#### TASK INPUTS
___

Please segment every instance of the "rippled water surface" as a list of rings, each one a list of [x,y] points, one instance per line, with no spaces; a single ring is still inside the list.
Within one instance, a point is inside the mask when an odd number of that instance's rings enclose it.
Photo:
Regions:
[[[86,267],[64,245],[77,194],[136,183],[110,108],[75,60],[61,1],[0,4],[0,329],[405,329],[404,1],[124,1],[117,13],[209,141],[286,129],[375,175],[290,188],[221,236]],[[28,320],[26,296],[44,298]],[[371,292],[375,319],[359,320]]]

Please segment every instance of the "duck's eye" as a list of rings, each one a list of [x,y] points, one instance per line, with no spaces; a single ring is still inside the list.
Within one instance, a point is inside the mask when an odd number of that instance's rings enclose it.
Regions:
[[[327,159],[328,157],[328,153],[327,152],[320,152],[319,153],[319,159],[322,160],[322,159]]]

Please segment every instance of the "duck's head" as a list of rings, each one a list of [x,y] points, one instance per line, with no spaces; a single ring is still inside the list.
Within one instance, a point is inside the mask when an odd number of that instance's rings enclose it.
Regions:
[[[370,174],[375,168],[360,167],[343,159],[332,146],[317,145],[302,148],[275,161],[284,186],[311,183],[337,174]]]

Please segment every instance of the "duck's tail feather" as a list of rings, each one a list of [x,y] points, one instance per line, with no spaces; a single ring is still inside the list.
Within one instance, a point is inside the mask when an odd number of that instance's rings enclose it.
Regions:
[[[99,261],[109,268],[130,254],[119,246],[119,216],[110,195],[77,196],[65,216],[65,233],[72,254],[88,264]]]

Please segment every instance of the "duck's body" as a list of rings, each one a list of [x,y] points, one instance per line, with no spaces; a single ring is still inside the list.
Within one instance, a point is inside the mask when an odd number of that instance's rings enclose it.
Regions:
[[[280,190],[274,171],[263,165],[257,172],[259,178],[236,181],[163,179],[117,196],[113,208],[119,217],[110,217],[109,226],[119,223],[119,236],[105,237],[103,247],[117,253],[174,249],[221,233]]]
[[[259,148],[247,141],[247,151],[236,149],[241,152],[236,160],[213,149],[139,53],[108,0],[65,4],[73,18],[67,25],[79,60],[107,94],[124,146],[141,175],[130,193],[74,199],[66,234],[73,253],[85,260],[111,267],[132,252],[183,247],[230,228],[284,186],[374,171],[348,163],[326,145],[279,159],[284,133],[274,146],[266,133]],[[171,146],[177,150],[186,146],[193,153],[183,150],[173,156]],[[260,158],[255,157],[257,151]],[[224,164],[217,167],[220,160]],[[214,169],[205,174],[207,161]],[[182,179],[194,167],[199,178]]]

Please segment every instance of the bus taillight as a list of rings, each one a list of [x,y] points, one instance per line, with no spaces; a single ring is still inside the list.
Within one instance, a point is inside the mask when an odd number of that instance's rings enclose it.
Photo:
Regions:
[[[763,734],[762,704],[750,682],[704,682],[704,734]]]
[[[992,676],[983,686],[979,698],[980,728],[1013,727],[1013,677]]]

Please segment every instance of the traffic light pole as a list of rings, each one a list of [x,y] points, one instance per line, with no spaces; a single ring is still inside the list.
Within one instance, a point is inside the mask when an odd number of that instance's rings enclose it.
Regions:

___

Output every line of the entries above as a numbered list, omitting blank lines.

1. Please segment every instance of the "rippled water surface" as a list of rings, each one a list of [x,y] points, one instance per line, with no spaces; a single ring is still inside the list.
2. Within one instance, a point is inside the mask when an odd number of that instance's rings enclose it.
3. Photo:
4. Regions:
5. [[[86,267],[64,245],[77,194],[136,183],[110,108],[75,60],[61,1],[0,4],[0,329],[405,329],[404,1],[124,1],[117,13],[209,141],[286,129],[375,175],[290,188],[221,236]],[[28,320],[26,296],[44,298]],[[371,292],[375,319],[359,320]]]
6. Please segment every instance of the "duck's eye" as a list of rings, each one a list of [x,y] points, one instance per line, with no spaces; a single ring is still inside the list.
7. Within one instance, a point is inside the mask when an odd number of that instance's rings enclose it.
8. Regions:
9. [[[327,159],[328,157],[328,153],[327,152],[320,152],[319,153],[319,159],[322,160],[322,159]]]
10. Please segment every instance of the "duck's head" as a list of rings, each one a list of [x,y] points, one instance per line, with no spaces; a single ring is still inside the list.
11. Within one instance, a point is inside the mask when an odd number of that instance's rings enclose it.
12. Regions:
13. [[[370,174],[375,168],[360,167],[343,159],[332,146],[317,145],[302,148],[275,161],[284,186],[311,183],[337,174]]]
14. Please segment every instance of the "duck's tail feather" as a list of rings, each one a list of [x,y] points, one instance per line, with no spaces; a single ring is still inside the list.
15. Within one instance, a point is inside the mask when an odd number of that instance's rings enclose it.
16. Regions:
17. [[[99,261],[109,268],[130,254],[119,246],[119,216],[110,195],[77,196],[65,216],[65,233],[72,254],[88,264]]]
18. Please segment every instance of the "duck's body" as a list of rings, each one a list of [x,y] points, one instance per line, with no spaces; a single ring is still inside the list.
19. Within one instance, a point is inside the mask when an odd number of that instance's rings enclose it.
20. Regions:
21. [[[280,190],[274,171],[263,165],[257,172],[259,178],[236,181],[163,179],[117,196],[113,208],[119,217],[110,217],[109,226],[119,223],[119,236],[105,237],[103,247],[117,253],[174,249],[221,233]]]
22. [[[259,148],[247,141],[247,151],[236,149],[241,152],[236,160],[213,149],[139,53],[108,0],[65,4],[73,18],[67,25],[79,60],[107,94],[124,146],[141,175],[130,193],[74,199],[66,234],[73,253],[85,260],[111,267],[132,252],[183,247],[230,228],[284,186],[374,171],[348,163],[326,145],[279,159],[284,133],[274,146],[266,133]],[[171,146],[177,150],[186,146],[193,153],[183,150],[173,156]],[[260,158],[255,157],[257,151]],[[224,164],[217,167],[220,160]],[[214,169],[205,174],[207,161]],[[182,179],[194,167],[199,178]]]
23. Please segment every instance of the bus taillight as a list of rings, each one a list of [x,y] points, one instance per line, with no spaces; a single ring is still inside the list.
24. Within one instance, a point is inside the mask when an odd number of that instance's rings enclose it.
25. Photo:
26. Regions:
27. [[[763,734],[762,704],[750,682],[704,682],[704,734]]]
28. [[[992,676],[983,686],[979,698],[980,728],[1013,727],[1013,677]]]
29. Please segment every instance of the traffic light pole as a list of rings, each one a list of [x,y] points, one instance per line, with no spaces; a single ring is still inside the list.
30. Within one instance, a point is inside the mask when an odd number of that instance's rings enclose it.
31. Regions:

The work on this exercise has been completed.